[Data entries]
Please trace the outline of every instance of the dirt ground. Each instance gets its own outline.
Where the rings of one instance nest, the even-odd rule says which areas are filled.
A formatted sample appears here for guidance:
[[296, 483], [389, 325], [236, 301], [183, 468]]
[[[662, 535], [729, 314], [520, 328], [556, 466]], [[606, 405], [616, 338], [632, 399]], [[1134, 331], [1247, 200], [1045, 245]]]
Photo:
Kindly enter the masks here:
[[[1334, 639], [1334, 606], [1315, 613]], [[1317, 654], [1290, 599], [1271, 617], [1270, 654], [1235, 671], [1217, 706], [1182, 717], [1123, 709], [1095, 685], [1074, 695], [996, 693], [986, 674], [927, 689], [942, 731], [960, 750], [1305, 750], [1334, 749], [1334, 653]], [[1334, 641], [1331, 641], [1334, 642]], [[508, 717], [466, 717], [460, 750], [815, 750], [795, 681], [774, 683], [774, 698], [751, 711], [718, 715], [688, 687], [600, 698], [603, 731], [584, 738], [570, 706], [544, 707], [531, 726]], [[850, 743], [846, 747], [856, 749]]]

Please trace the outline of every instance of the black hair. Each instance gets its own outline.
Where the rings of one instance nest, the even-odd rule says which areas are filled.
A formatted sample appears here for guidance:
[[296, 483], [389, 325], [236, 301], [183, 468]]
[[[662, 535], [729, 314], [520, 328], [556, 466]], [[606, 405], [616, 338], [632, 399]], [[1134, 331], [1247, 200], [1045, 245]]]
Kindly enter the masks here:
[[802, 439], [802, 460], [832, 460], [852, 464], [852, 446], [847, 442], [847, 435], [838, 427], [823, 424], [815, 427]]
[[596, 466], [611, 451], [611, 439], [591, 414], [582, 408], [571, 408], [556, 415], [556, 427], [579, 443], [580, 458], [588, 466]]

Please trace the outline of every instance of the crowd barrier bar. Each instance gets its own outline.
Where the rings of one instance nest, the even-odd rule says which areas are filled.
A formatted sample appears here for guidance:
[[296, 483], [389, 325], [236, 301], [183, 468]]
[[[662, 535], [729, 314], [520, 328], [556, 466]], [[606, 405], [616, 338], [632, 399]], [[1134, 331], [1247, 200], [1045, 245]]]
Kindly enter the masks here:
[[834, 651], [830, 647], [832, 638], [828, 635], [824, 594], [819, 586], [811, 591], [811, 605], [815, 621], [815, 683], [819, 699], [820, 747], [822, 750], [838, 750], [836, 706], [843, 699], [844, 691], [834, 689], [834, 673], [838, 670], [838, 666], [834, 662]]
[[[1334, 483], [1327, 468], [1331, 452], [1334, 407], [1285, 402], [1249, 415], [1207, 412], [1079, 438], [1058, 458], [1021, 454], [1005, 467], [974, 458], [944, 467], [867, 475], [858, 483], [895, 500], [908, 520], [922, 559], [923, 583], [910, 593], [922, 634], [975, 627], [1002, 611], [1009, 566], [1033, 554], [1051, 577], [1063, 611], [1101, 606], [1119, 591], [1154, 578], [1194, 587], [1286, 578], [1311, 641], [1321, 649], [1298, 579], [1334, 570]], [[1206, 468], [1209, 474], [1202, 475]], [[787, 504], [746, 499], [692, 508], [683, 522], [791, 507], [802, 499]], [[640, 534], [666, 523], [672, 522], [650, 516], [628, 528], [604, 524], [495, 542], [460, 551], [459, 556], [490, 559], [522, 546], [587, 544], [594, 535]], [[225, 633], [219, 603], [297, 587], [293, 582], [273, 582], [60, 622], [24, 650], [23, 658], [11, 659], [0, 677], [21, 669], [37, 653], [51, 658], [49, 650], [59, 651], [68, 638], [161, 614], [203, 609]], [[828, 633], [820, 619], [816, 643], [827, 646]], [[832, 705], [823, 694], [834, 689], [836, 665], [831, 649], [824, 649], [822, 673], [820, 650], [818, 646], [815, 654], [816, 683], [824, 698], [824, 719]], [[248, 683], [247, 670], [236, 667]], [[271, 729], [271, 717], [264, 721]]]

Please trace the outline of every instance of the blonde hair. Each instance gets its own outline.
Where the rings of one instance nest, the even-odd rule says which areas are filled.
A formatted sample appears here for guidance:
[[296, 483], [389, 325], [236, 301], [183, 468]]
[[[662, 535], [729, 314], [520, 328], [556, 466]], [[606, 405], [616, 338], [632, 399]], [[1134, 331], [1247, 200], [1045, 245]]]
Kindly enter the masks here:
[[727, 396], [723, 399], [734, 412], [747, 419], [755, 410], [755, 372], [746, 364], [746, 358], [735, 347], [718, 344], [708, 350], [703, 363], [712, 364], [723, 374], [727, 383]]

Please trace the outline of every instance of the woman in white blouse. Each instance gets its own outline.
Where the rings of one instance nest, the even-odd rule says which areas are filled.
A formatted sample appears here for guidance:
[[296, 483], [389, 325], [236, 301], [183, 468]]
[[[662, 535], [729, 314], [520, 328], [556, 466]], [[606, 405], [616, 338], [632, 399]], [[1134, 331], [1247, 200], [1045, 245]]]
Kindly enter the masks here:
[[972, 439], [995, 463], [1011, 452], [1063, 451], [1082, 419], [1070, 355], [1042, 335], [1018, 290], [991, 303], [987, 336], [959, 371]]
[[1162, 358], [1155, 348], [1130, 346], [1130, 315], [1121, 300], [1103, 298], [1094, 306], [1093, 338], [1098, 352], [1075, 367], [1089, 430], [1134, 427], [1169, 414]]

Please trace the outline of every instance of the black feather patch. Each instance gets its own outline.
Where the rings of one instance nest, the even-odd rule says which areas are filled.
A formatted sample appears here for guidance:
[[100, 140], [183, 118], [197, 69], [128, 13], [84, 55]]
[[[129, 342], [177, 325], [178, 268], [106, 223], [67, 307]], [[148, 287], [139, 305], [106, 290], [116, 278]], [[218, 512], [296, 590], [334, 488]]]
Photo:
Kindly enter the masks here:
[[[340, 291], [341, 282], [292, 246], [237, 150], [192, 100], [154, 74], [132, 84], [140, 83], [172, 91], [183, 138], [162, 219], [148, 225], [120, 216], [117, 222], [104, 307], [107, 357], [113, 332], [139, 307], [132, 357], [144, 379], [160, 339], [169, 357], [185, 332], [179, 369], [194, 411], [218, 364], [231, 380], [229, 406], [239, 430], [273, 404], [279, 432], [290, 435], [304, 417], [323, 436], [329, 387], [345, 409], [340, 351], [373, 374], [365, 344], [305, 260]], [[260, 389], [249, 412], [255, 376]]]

■ GOAL: Lay out every line of the material as a Markdown table with the columns "Row" and "Line," numbering the rows in order and leaving out blank lines.

■ TASK OUTPUT:
| Row | Line |
|---|---|
| 1 | Please trace the outline of every instance of the dirt ground. Each instance gets its own outline. |
| 2 | Where the rings of one instance nest, the even-odd rule says which areas are filled. |
| 3 | A formatted sample appears here for guidance: |
| 4 | [[296, 483], [389, 325], [236, 301], [183, 468]] |
| 5 | [[[662, 535], [729, 314], [520, 328], [556, 466]], [[606, 405], [616, 338], [632, 399]], [[1134, 331], [1247, 200], [1045, 245]]] |
| 6 | Photo: |
| 7 | Kindly enter the masks here: |
| 8 | [[[1334, 639], [1334, 606], [1315, 613]], [[1317, 654], [1290, 599], [1271, 617], [1270, 654], [1235, 671], [1217, 706], [1182, 717], [1123, 709], [1095, 685], [1074, 695], [996, 693], [986, 674], [927, 689], [942, 731], [960, 750], [1305, 750], [1334, 749], [1334, 653]], [[1334, 641], [1331, 641], [1334, 642]], [[508, 717], [466, 717], [460, 750], [815, 750], [795, 681], [774, 683], [774, 698], [751, 711], [718, 715], [688, 687], [600, 698], [603, 731], [584, 738], [570, 706], [544, 707], [531, 726]], [[850, 743], [846, 747], [856, 749]]] |
| 9 | Please trace the outline of every instance of the black hair. Each instance gets its own outline. |
| 10 | Where the rings of one instance nest, the even-odd rule says which areas are filled. |
| 11 | A formatted sample appears here for guidance: |
| 12 | [[296, 483], [389, 325], [236, 301], [183, 468]] |
| 13 | [[[662, 535], [729, 314], [520, 328], [556, 466]], [[606, 405], [616, 338], [632, 399]], [[1134, 331], [1247, 200], [1045, 245]]] |
| 14 | Kindly enter the masks here: |
| 15 | [[802, 439], [802, 460], [832, 460], [852, 464], [852, 446], [847, 442], [847, 435], [838, 427], [823, 424], [815, 427]] |
| 16 | [[596, 466], [611, 451], [611, 439], [591, 414], [582, 408], [571, 408], [556, 415], [556, 427], [579, 443], [580, 458], [588, 466]] |
| 17 | Please trace the outline of every instance of the crowd barrier bar. Each instance gets its own outline. |
| 18 | Where the rings of one instance nest, the even-odd rule says which areas are filled. |
| 19 | A formatted sample appears here for guidance: |
| 20 | [[296, 483], [389, 325], [236, 301], [183, 468]] |
| 21 | [[[662, 535], [729, 314], [520, 328], [556, 466]], [[606, 405], [616, 338], [632, 399]], [[1134, 331], [1247, 200], [1045, 245]]] |
| 22 | Kindly enter the masks here: |
| 23 | [[834, 651], [830, 647], [832, 638], [828, 635], [824, 594], [819, 586], [811, 591], [811, 605], [815, 621], [815, 683], [819, 699], [820, 747], [822, 750], [838, 750], [836, 706], [843, 699], [844, 691], [834, 689], [834, 673], [838, 670], [838, 666], [834, 662]] |
| 24 | [[[1334, 483], [1327, 468], [1331, 452], [1334, 407], [1285, 402], [1249, 415], [1207, 412], [1079, 438], [1058, 458], [1021, 454], [1005, 467], [974, 458], [944, 467], [867, 475], [858, 483], [895, 500], [908, 520], [922, 559], [923, 583], [910, 593], [922, 634], [975, 627], [1002, 611], [1009, 566], [1033, 554], [1051, 577], [1063, 611], [1101, 606], [1119, 591], [1154, 578], [1194, 587], [1286, 578], [1311, 641], [1321, 649], [1298, 579], [1334, 570]], [[1206, 468], [1209, 474], [1202, 475]], [[787, 504], [746, 499], [692, 508], [683, 522], [791, 507], [802, 499]], [[640, 534], [666, 523], [672, 522], [650, 516], [628, 528], [604, 524], [495, 542], [460, 551], [459, 556], [490, 559], [522, 546], [587, 544], [594, 535]], [[225, 633], [219, 603], [297, 587], [293, 582], [273, 582], [60, 622], [24, 650], [23, 658], [11, 659], [0, 677], [21, 669], [37, 653], [51, 658], [49, 650], [59, 651], [68, 638], [161, 614], [203, 609]], [[828, 633], [820, 619], [816, 643], [827, 646]], [[832, 705], [823, 694], [834, 689], [836, 665], [831, 649], [824, 649], [822, 673], [820, 650], [818, 646], [815, 654], [816, 683], [824, 698], [824, 719]], [[248, 683], [247, 670], [236, 667]], [[271, 729], [271, 717], [264, 721]]] |
| 25 | Please trace the outline of every instance of the blonde hair. Each instance gets its own outline. |
| 26 | Where the rings of one instance nest, the even-odd rule says which areas are filled. |
| 27 | A formatted sample appears here for guidance: |
| 28 | [[296, 483], [389, 325], [236, 301], [183, 468]] |
| 29 | [[[662, 535], [729, 314], [520, 328], [556, 466]], [[606, 405], [616, 338], [632, 399]], [[1134, 331], [1247, 200], [1045, 245]]] |
| 30 | Kindly enter the masks here: |
| 31 | [[727, 396], [723, 399], [734, 412], [747, 419], [755, 410], [755, 372], [746, 364], [746, 358], [735, 347], [718, 344], [708, 350], [703, 363], [712, 364], [723, 374], [727, 383]] |
| 32 | Please trace the outline of every instance of the woman in white blouse. Each instance gets its own outline. |
| 33 | Where the rings of one instance nest, the even-odd rule says which areas are filled. |
| 34 | A formatted sample appears here for guidance: |
| 35 | [[296, 483], [389, 325], [236, 301], [183, 468]] |
| 36 | [[[662, 535], [729, 314], [520, 328], [556, 466]], [[606, 405], [616, 338], [632, 399]], [[1134, 331], [1247, 200], [1045, 245]]] |
| 37 | Kindly enter the masks here: |
| 38 | [[972, 439], [995, 463], [1011, 452], [1063, 451], [1082, 419], [1070, 355], [1042, 335], [1018, 290], [991, 303], [987, 336], [959, 371]] |
| 39 | [[1162, 358], [1155, 348], [1130, 346], [1130, 315], [1121, 300], [1103, 298], [1094, 306], [1093, 338], [1098, 352], [1075, 367], [1089, 430], [1134, 427], [1169, 414]] |
| 40 | Please trace the outline of every instance of the black feather patch. Each instance gets its own outline. |
| 41 | Where the rings of one instance nest, the even-odd rule says which areas are filled. |
| 42 | A formatted sample appears here for guidance: |
| 43 | [[100, 140], [183, 118], [197, 69], [128, 13], [84, 55]] |
| 44 | [[[129, 342], [177, 325], [178, 268], [106, 223], [67, 307]], [[148, 287], [139, 305], [106, 290], [116, 278]], [[218, 512], [296, 590], [334, 488]]] |
| 45 | Photo: |
| 46 | Kindly enter the masks here: |
| 47 | [[[340, 291], [341, 282], [292, 246], [237, 150], [192, 100], [154, 74], [132, 84], [140, 83], [172, 91], [183, 138], [162, 219], [148, 225], [120, 216], [117, 222], [104, 307], [107, 357], [113, 332], [139, 307], [132, 357], [144, 379], [160, 339], [169, 357], [185, 332], [179, 369], [194, 411], [218, 364], [231, 380], [229, 406], [239, 430], [273, 404], [279, 432], [290, 435], [304, 417], [323, 436], [329, 387], [345, 409], [340, 351], [373, 374], [365, 344], [305, 260]], [[260, 389], [249, 412], [255, 376]]] |